Stored data
☆ ☆ ☆ ☆ ☆
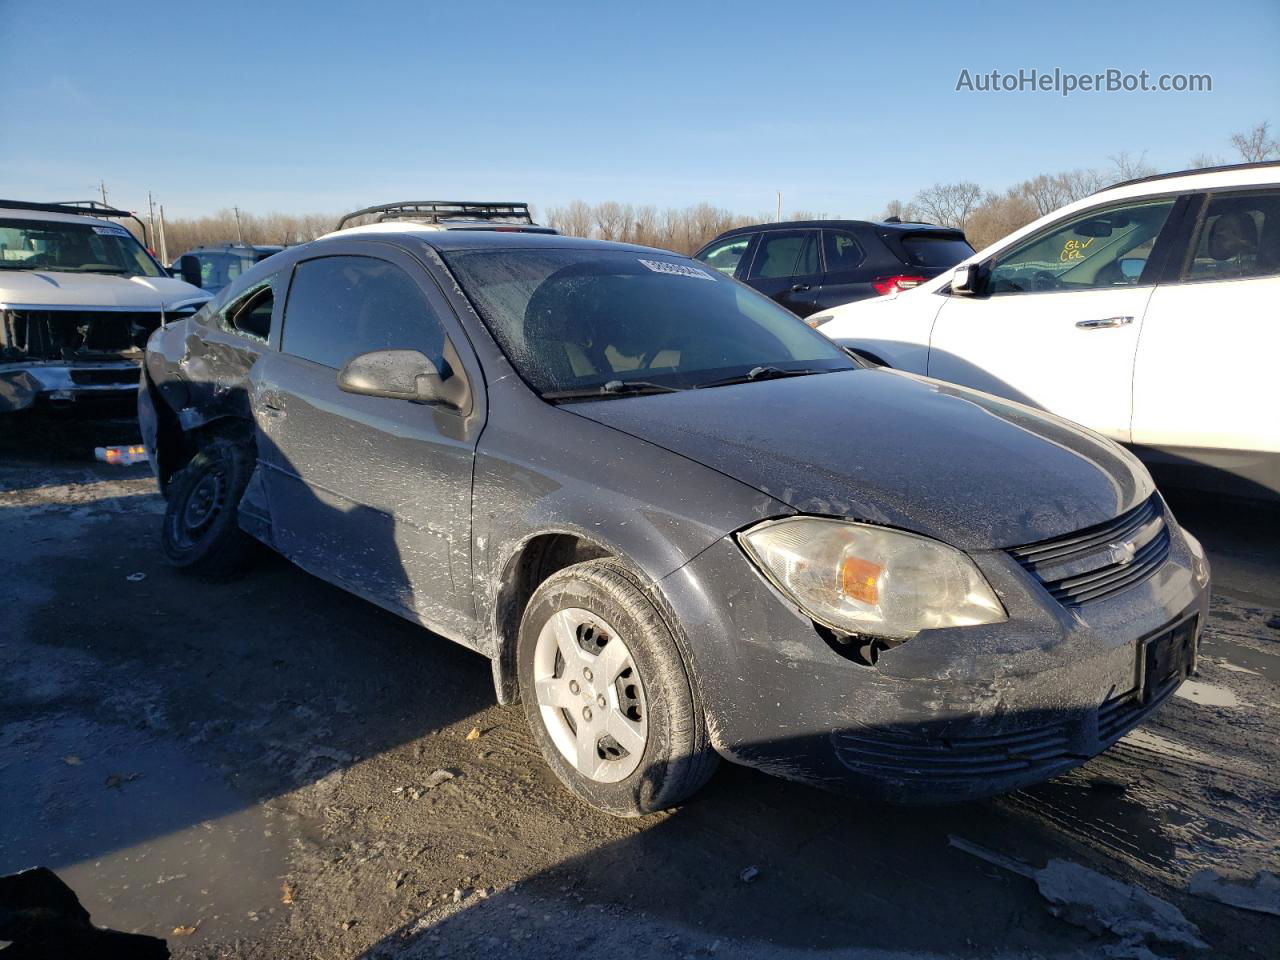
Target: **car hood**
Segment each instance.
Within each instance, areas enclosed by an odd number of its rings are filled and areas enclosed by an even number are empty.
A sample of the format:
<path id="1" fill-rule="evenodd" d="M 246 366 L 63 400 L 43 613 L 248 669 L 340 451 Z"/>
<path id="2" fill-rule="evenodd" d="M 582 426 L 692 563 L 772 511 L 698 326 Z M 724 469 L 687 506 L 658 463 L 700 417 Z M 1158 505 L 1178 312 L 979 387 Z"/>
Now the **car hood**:
<path id="1" fill-rule="evenodd" d="M 57 270 L 0 272 L 0 304 L 6 306 L 158 310 L 161 306 L 208 299 L 206 291 L 175 277 L 117 277 Z"/>
<path id="2" fill-rule="evenodd" d="M 750 484 L 801 513 L 966 550 L 1033 543 L 1151 495 L 1118 444 L 997 397 L 860 369 L 562 409 Z"/>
☆ ☆ ☆ ☆ ☆
## WHAT THE EXERCISE ASKS
An exact copy of all the lines above is required, with the pictures removed.

## FINISHED TASK
Target: **car hood**
Segment each instance.
Within each instance, areas enclosed by an odd number of its rings are filled and areas enclosed by an even number are empty.
A sample of the format:
<path id="1" fill-rule="evenodd" d="M 246 366 L 63 400 L 43 613 L 248 669 L 340 451 Z"/>
<path id="2" fill-rule="evenodd" d="M 582 426 L 692 563 L 772 511 L 698 326 Z M 724 469 L 687 506 L 658 463 L 700 417 Z M 1158 505 L 1178 312 L 979 387 Z"/>
Now the **car hood**:
<path id="1" fill-rule="evenodd" d="M 57 270 L 0 272 L 0 304 L 6 306 L 158 310 L 161 306 L 208 299 L 206 291 L 175 277 L 117 277 Z"/>
<path id="2" fill-rule="evenodd" d="M 750 484 L 801 513 L 966 550 L 1033 543 L 1151 495 L 1118 444 L 997 397 L 860 369 L 562 409 Z"/>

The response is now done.